(Material shown begins)

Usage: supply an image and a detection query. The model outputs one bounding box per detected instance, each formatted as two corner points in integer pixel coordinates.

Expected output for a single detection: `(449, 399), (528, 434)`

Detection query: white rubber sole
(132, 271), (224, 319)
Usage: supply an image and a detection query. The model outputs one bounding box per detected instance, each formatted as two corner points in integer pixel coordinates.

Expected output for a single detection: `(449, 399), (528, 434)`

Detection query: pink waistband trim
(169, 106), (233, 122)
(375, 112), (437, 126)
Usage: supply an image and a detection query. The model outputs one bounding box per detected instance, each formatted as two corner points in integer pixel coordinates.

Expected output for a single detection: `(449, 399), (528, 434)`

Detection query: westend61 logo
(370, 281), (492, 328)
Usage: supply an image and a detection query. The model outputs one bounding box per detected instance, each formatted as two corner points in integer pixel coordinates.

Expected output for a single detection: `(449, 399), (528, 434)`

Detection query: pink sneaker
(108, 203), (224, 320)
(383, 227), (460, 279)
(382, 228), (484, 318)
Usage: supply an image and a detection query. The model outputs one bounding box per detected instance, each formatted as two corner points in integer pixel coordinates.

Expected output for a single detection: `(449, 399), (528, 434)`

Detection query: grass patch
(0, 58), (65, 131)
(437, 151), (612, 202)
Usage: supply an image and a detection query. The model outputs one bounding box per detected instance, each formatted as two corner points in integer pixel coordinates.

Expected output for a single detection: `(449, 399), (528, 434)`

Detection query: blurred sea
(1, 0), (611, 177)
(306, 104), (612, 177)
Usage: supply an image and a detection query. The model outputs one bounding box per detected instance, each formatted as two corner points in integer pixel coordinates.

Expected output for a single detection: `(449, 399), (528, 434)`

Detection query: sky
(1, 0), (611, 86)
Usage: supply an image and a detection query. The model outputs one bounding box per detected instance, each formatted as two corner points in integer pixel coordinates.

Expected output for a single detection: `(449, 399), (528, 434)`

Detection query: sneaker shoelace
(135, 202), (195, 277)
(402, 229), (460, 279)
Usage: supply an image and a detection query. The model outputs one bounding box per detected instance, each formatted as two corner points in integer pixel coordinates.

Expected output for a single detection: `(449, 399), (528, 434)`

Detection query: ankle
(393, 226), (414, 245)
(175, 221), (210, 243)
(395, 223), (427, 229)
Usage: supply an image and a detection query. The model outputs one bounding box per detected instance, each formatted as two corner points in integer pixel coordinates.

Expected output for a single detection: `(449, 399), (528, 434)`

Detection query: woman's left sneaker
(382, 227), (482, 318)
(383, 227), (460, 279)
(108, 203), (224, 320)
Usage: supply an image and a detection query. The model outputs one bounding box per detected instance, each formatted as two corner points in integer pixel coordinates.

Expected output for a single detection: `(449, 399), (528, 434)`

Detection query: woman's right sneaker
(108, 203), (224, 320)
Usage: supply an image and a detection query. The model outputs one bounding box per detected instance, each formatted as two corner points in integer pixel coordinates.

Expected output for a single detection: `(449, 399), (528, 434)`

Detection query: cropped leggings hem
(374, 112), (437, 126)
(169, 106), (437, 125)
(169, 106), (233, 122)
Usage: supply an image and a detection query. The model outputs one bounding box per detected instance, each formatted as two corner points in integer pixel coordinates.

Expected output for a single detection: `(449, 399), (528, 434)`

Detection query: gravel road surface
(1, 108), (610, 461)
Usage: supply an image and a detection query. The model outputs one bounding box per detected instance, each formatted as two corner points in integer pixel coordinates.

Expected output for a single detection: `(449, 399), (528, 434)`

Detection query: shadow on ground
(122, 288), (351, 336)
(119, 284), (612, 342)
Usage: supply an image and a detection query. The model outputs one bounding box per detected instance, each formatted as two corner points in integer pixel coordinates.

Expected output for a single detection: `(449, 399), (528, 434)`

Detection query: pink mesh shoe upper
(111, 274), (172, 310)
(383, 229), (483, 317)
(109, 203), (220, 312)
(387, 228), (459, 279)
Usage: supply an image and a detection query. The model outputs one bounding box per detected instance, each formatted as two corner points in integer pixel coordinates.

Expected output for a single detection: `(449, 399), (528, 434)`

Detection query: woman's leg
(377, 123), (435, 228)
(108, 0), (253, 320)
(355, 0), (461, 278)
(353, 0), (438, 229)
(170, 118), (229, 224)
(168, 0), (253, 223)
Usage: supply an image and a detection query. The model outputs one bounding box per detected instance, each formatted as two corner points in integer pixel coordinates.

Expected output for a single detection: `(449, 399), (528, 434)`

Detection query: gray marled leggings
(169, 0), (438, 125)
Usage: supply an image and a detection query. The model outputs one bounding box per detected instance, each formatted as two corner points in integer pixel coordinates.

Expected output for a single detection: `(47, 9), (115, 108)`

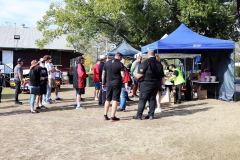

(Material shown ends)

> **What is being asked**
The required output is the listing above reproduced exactly, pictures removed.

> **Result of this task**
Usage: supply an image and a detection query. The model outputs one bounding box per detected instance, each formatted as two corner points in integer pixel coordinates.

Expected output for a single detection: `(449, 399), (528, 434)`

Detection query: white rubber sole
(132, 271), (224, 319)
Usage: supply an image and a detection query. The model outputs one bounding box per detected instance, each formatted as two corner points in integer pixel coordinates.

Expected output for a single detection: `(449, 399), (528, 434)`

Detection query: pink waistband trim
(169, 106), (233, 122)
(375, 112), (437, 126)
Usage: supply an image and a detection query. The model outputs one bounding box per detected instance, each formatted as two corner points in integer pixel coordinates.

Expected output for a single detection: `(449, 399), (528, 434)`

Detection query: westend61 logo
(370, 281), (492, 328)
Usage: supply an image and a detection query. The model outputs one bounding box per detected instance, each formatted as two corner points in integer pixel coordinates.

Expected output for a single detection: `(449, 399), (528, 434)`

Detection query: pink sneaker
(108, 203), (224, 320)
(383, 227), (460, 279)
(382, 228), (484, 318)
Usage: supply an image and a detection query. The model outputs one bounding box per detected instance, each formatted as two corner points in integer pixel coordinates.

Expected output for a single detection: `(449, 399), (528, 434)`

Detection query: grass patch
(0, 58), (65, 131)
(437, 151), (612, 202)
Usage: supply an image and a detection query. The model outputs one bounding box per detected instance, each formatted as two corner points in integer pixel coordinates.

Expected output for a single detection: `(449, 399), (528, 434)`

Detection query: blurred sea
(1, 0), (611, 177)
(306, 104), (612, 177)
Usage: supply an image and a detection query. The model outputs one bounding box per detected instance, each formatted as two corner points in integer pixel coordinates.

Expected output for a single detection: `(449, 399), (528, 434)`

Detection query: sky
(1, 0), (611, 86)
Usage: supply an image and a detection query. The model outputs one bounding box per detected instance, each formatted as two corner points in integer pixel coordinates.

Expected output for a single detection: `(449, 399), (528, 434)`

Detection query: sneaker shoelace
(135, 202), (195, 277)
(402, 229), (460, 279)
Usage: supply an image and a detection query. The model outputs one bounding box per detected instance, each formatted as two corner points in integer pixel coordinates.

Expected output for a single detection: `(449, 399), (528, 434)`

Detection query: ankle
(393, 226), (414, 245)
(175, 221), (210, 243)
(395, 223), (427, 229)
Usage: supply an image and a detection query. The model outputs one bounding box per detected instance, each formatted as two corner points in integer pixel coordinates.

Expected output for a single detection: `(449, 399), (528, 434)`

Detection query: woman's left sneaker
(382, 227), (482, 318)
(383, 227), (460, 279)
(108, 203), (224, 320)
Usage: supply an image and a detection query. The model outputs one bounding box per detected instance, each formatted as two corner points in integer pixel coordinates.

Expected output for a single detection: `(449, 399), (528, 434)`

Detection query: woman's right sneaker
(108, 203), (224, 320)
Usage: supply an image and a detection query. The model outputs one bounding box per detected instance, each formatted as two corner points in integer pixel coordinates.

Expected output for a single detection: `(449, 399), (528, 434)`

Detection query: cropped leggings hem
(374, 112), (437, 126)
(169, 106), (437, 125)
(169, 106), (233, 122)
Usage: supply an image and a detection query. The model outputs one bounding box per detected instance, each formatted as two corner points in integer pixel coordinates.

Expected output for a single detection: `(449, 399), (528, 434)`

Detection query: gravel road surface
(1, 108), (610, 461)
Usage: supply an image and a detection query. The model outputs one bounding box per detected instance, each formatted as two corner points in integer pixel coordinates.

Expected output for a single detection: `(449, 399), (528, 434)`

Detection query: shadow on ground
(122, 288), (351, 336)
(119, 284), (612, 342)
Usage: supply an image and a detection query. The model outputs one bounding box per detected instance, each formatted as two corner points in integer pixel coordinates.

Expected output for a single detection: `(449, 399), (528, 434)`

Detection query: pink mesh shoe upper
(111, 274), (172, 310)
(383, 229), (483, 317)
(109, 203), (220, 312)
(387, 228), (459, 279)
Usage: supply an image and a detection query. The model outputs one bounding box per detected instance, each formatted as two corner points in integer pixel coordinates.

Expected output for a single detection: `(449, 399), (528, 434)`

Detection query: woman's leg
(377, 123), (435, 228)
(108, 0), (253, 320)
(355, 0), (461, 278)
(353, 0), (438, 229)
(170, 118), (229, 224)
(168, 0), (253, 223)
Usage: supply an image and a detection query. The model outputs one bounding box per detected instance, each formatted as two corner points in integer pixel coordinates.

Expected output for a single detection: `(449, 399), (528, 434)`

Detection query: gray marled leggings
(169, 0), (438, 125)
Usage: supply an image and a detection query. The model outputs one bounding box per detected instance, each formatted as two corner points in integer pixel coordinates.

Expected output for a single detection: `(47, 9), (115, 108)`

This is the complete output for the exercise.